[Dataset rows]

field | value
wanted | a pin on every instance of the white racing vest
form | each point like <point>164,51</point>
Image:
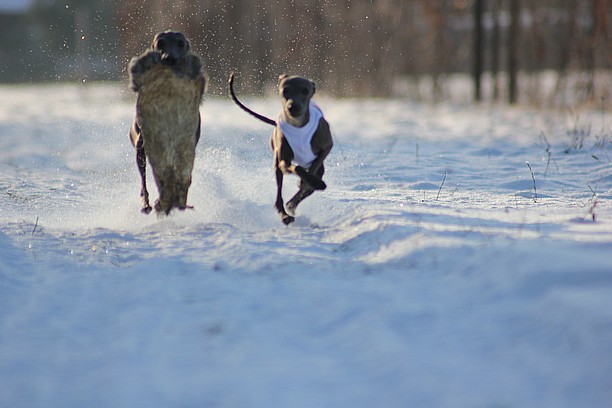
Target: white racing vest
<point>299,138</point>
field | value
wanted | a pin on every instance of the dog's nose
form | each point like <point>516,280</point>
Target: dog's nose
<point>293,108</point>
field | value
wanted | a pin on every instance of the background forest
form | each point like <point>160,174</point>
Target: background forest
<point>512,49</point>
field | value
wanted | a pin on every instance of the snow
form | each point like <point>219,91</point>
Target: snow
<point>391,289</point>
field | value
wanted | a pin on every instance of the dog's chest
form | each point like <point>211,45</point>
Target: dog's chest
<point>167,103</point>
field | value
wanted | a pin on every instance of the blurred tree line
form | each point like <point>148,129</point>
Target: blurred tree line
<point>349,47</point>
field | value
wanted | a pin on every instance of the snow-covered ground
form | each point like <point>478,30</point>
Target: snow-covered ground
<point>430,273</point>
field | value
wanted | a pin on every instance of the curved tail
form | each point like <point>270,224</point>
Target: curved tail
<point>257,115</point>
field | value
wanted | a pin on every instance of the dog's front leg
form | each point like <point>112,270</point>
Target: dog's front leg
<point>279,205</point>
<point>141,160</point>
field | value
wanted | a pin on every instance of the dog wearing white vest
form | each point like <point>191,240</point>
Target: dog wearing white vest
<point>301,140</point>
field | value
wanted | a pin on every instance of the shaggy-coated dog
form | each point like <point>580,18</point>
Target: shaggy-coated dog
<point>170,85</point>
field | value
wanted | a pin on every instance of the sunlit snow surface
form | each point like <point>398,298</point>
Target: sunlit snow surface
<point>428,274</point>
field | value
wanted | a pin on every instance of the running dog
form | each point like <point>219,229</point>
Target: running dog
<point>301,140</point>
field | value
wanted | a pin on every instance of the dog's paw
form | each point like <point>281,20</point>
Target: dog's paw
<point>291,207</point>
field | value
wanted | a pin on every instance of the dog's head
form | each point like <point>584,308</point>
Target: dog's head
<point>296,93</point>
<point>172,46</point>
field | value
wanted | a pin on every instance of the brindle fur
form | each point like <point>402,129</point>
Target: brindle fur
<point>170,84</point>
<point>295,93</point>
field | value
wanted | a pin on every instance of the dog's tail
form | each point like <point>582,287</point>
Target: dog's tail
<point>257,115</point>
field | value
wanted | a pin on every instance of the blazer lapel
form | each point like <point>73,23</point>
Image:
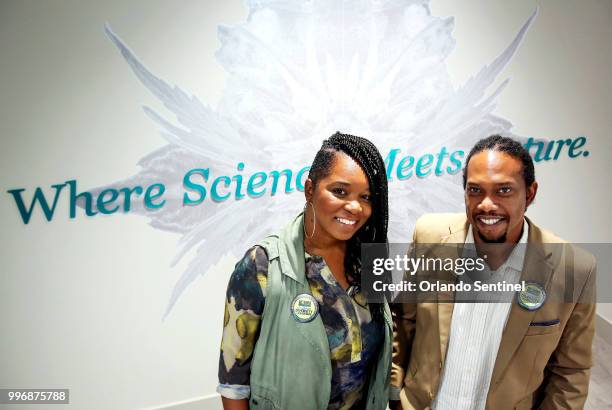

PROBLEM DESCRIPTION
Copy the records from their beginning through the line containing "<point>430,273</point>", keeping the requests, and offset both coordinates of every answer point by 53, leaving the coordinates in the requests and their format samples unchanged. Omit the pictures from your copy.

WRITTEN SOLUTION
field | value
wanted | a pin on every instance of the white racing vest
form | each point like <point>164,51</point>
Image:
Target: white racing vest
<point>352,191</point>
field | value
wanted | a pin on every instance of the dog's nose
form | each point like <point>516,280</point>
Target: dog's nose
<point>346,161</point>
field | value
wanted | a pin on every instance of the background forest
form | each point like <point>160,174</point>
Target: background forest
<point>565,102</point>
field | value
wanted | a pin on every instance of the snow
form | each point like <point>219,91</point>
Target: snow
<point>444,342</point>
field | value
wanted | a pin on every instance of the dog's chest
form | each point like <point>211,45</point>
Target: dog's chest
<point>220,156</point>
field | value
wanted | a pin on every instance of the blurred tree line
form | each point like <point>148,129</point>
Target: blurred tree line
<point>402,100</point>
field | value
wanted | a pin on every instance of the snow-covered ground
form | each point like <point>478,30</point>
Target: snow-covered ground
<point>483,326</point>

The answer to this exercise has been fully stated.